Scan the lines below for "lanyard" and copy the matches.

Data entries
------------------------------------------------------------

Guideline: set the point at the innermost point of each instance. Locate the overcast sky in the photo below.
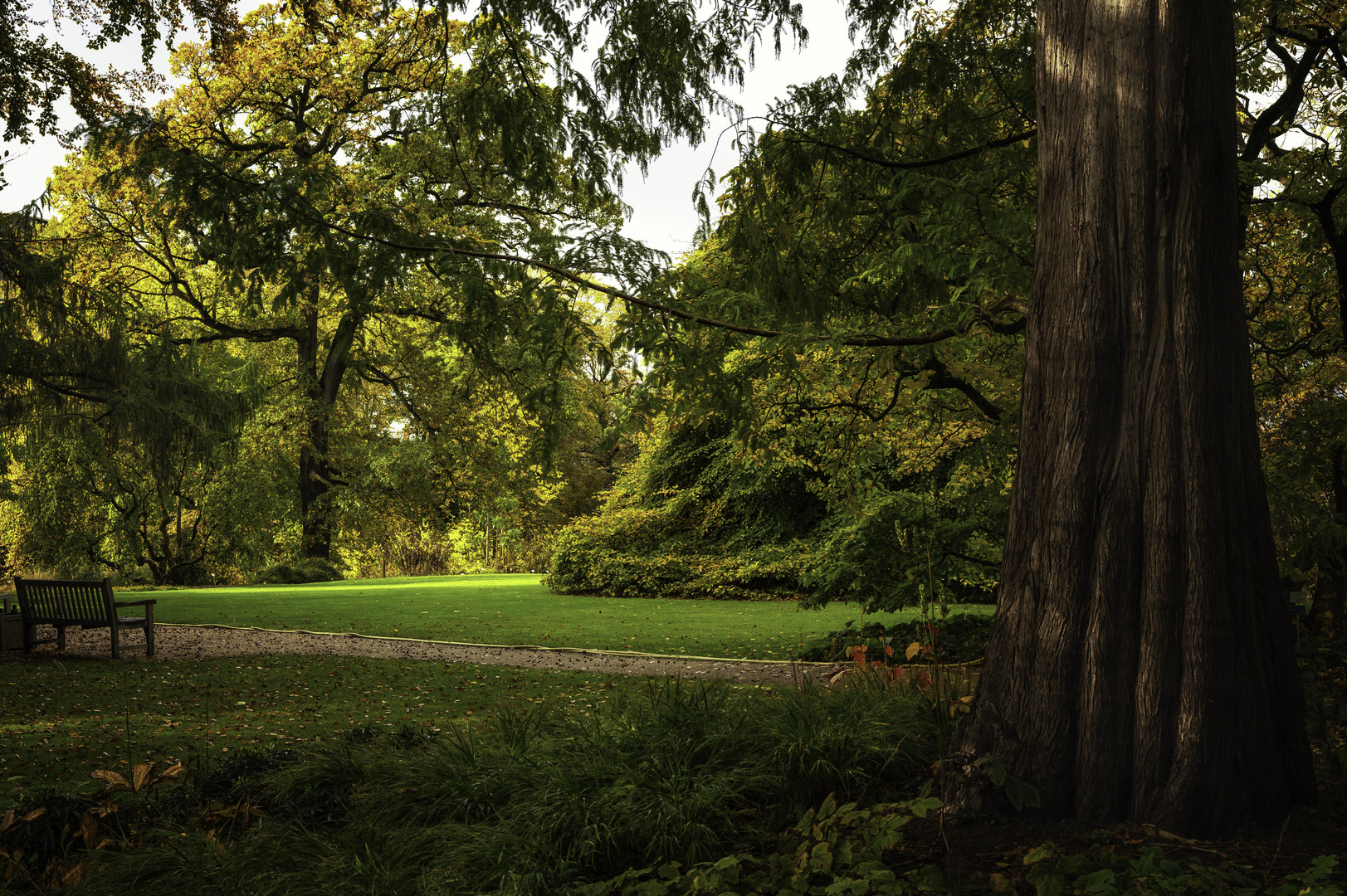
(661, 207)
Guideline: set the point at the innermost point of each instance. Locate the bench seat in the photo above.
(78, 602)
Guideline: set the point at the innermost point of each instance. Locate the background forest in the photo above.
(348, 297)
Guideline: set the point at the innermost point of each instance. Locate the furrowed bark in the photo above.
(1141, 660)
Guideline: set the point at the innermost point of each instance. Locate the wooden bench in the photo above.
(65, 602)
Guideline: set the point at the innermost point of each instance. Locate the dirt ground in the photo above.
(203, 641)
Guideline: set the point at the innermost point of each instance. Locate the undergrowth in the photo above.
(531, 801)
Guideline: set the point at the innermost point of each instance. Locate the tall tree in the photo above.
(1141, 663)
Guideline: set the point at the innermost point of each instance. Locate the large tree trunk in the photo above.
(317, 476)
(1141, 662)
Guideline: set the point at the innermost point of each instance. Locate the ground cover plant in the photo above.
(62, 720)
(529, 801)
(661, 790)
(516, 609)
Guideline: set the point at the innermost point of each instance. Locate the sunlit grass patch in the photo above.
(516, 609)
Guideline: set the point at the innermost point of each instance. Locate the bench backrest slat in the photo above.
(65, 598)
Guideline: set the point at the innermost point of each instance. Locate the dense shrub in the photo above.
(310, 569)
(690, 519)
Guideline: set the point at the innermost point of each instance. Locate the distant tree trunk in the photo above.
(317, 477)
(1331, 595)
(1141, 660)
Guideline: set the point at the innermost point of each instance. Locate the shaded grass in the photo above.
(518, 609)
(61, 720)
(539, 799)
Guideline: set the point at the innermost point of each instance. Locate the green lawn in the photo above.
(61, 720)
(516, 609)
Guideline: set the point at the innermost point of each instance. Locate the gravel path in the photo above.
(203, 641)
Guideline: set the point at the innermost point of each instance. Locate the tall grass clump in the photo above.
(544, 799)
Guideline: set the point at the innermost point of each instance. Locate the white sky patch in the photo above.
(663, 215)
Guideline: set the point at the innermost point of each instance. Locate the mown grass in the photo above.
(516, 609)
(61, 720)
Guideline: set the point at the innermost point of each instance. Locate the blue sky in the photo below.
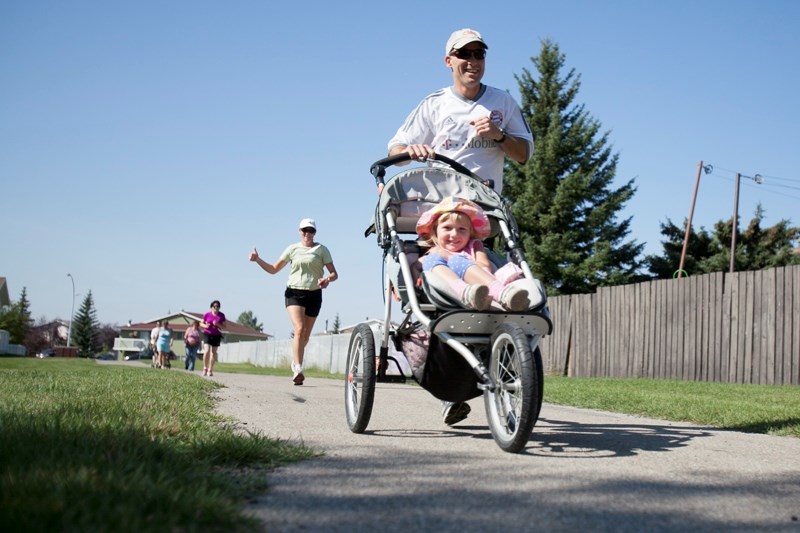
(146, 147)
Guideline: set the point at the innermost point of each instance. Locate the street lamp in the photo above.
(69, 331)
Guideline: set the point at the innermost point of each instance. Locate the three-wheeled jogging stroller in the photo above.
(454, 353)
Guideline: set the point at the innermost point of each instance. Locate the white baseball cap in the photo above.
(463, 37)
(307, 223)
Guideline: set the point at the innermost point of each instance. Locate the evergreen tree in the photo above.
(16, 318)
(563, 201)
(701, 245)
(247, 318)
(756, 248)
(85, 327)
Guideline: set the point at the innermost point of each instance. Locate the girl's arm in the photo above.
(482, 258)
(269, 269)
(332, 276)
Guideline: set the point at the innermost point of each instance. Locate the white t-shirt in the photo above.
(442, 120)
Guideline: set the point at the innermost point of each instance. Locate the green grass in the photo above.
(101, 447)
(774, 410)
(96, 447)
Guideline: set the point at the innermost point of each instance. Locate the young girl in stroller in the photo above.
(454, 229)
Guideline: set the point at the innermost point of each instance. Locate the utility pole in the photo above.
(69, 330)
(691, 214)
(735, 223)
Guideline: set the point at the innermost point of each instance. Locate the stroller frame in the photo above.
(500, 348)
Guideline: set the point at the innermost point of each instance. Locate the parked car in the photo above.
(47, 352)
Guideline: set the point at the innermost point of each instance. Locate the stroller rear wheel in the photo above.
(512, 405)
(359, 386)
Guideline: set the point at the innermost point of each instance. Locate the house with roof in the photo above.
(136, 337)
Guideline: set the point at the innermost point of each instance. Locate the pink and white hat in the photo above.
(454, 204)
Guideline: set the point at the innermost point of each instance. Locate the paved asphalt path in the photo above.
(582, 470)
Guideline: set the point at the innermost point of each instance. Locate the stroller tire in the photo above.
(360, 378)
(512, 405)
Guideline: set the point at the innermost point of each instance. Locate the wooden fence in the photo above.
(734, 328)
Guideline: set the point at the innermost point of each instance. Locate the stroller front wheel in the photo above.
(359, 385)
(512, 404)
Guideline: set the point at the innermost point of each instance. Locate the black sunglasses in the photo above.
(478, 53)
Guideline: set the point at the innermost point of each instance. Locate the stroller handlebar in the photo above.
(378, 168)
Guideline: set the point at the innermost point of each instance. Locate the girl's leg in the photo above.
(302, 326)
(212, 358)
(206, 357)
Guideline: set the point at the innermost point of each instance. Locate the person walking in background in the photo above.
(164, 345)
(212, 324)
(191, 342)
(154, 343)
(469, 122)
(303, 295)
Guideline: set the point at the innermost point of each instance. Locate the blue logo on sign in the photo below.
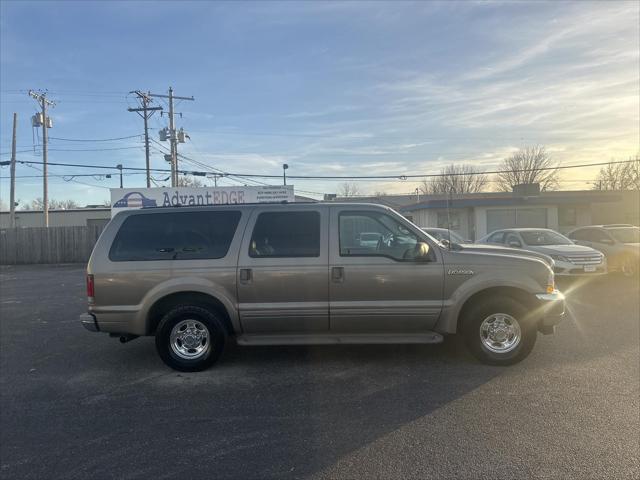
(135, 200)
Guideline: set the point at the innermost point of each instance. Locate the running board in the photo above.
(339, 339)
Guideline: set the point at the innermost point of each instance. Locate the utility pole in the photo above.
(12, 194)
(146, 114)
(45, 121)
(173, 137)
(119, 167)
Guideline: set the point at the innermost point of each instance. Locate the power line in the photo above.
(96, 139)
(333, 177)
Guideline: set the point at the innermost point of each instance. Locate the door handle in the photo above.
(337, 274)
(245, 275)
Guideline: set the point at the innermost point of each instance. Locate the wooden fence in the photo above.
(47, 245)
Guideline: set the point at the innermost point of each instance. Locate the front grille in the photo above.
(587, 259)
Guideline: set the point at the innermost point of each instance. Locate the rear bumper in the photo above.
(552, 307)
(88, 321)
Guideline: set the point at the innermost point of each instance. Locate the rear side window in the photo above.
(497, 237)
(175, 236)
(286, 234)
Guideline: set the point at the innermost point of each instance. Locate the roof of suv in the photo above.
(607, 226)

------------------------------------------------------------

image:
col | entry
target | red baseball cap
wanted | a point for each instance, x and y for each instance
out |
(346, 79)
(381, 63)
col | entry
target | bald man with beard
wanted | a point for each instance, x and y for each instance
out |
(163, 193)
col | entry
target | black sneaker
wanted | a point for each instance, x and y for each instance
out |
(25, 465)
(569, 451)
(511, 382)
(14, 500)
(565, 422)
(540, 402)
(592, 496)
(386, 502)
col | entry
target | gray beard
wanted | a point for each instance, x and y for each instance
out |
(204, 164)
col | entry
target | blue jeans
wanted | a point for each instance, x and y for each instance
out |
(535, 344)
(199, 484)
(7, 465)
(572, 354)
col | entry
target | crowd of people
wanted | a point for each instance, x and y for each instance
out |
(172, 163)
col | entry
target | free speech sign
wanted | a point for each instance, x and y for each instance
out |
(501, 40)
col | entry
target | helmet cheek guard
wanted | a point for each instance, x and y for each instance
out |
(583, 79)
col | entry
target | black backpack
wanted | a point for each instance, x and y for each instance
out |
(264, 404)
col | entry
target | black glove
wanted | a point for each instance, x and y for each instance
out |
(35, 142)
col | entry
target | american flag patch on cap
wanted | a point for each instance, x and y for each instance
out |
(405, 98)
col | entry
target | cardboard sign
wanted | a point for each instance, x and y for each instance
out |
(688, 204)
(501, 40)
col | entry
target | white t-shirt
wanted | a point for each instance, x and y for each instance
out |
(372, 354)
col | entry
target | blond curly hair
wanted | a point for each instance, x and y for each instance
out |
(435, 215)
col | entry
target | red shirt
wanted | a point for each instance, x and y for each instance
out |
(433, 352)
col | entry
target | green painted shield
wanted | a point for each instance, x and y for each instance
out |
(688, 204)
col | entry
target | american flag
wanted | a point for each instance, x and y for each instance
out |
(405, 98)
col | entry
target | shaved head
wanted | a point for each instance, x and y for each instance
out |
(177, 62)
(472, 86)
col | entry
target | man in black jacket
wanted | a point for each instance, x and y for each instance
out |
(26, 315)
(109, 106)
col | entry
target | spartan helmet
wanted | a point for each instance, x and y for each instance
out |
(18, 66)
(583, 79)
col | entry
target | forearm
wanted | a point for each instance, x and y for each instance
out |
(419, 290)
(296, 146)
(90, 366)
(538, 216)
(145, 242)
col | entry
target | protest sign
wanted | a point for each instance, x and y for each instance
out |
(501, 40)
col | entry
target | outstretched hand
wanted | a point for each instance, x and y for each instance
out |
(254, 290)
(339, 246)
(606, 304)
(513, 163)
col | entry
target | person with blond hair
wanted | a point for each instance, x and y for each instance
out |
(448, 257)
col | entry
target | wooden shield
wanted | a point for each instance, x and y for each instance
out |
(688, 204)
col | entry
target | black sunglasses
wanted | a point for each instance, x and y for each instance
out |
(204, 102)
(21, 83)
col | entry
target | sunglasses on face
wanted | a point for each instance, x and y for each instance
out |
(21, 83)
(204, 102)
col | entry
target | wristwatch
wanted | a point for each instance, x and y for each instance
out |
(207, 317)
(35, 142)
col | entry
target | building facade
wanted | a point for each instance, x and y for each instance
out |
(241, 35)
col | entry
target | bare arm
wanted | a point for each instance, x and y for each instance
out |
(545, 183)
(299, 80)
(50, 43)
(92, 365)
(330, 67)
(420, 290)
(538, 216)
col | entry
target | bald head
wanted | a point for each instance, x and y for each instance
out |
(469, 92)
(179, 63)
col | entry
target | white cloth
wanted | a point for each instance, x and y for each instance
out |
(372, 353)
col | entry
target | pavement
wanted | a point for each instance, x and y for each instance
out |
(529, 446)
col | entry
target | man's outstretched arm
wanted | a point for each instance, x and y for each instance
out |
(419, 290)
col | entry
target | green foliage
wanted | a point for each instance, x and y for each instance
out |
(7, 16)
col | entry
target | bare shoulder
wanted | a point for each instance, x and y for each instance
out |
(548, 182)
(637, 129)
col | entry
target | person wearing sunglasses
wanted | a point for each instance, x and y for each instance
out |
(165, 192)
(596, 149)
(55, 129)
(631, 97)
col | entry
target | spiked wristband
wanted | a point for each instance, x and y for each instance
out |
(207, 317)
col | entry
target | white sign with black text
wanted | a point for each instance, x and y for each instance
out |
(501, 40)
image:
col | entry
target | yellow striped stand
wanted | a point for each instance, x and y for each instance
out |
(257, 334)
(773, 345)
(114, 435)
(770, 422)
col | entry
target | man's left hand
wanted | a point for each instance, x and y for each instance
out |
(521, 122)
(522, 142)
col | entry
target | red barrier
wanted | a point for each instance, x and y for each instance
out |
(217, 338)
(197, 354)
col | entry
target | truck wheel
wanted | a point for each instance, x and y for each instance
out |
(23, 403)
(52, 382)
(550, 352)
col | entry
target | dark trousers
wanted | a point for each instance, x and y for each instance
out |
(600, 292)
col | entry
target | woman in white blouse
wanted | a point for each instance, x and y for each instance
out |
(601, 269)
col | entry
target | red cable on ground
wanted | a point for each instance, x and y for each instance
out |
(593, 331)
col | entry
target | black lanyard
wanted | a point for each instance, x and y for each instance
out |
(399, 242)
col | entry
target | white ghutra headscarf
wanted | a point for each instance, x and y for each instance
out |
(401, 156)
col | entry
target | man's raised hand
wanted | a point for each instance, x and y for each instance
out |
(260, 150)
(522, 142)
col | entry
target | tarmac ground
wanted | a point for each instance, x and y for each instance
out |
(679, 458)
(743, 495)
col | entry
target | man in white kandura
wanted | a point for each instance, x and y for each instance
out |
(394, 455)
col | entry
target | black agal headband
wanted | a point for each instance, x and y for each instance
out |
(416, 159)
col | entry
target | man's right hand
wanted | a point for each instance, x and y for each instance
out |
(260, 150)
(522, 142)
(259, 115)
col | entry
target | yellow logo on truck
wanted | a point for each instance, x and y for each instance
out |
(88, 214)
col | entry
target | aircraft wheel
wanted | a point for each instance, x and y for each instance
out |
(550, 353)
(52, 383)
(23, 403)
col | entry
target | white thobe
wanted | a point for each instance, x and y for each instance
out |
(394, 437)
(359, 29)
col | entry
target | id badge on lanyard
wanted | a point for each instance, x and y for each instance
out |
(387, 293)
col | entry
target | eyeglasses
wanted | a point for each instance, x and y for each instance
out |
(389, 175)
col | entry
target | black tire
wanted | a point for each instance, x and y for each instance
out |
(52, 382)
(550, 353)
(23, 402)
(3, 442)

------------------------------------------------------------

Completed exercise |
target | black lanyard
target | id badge on lanyard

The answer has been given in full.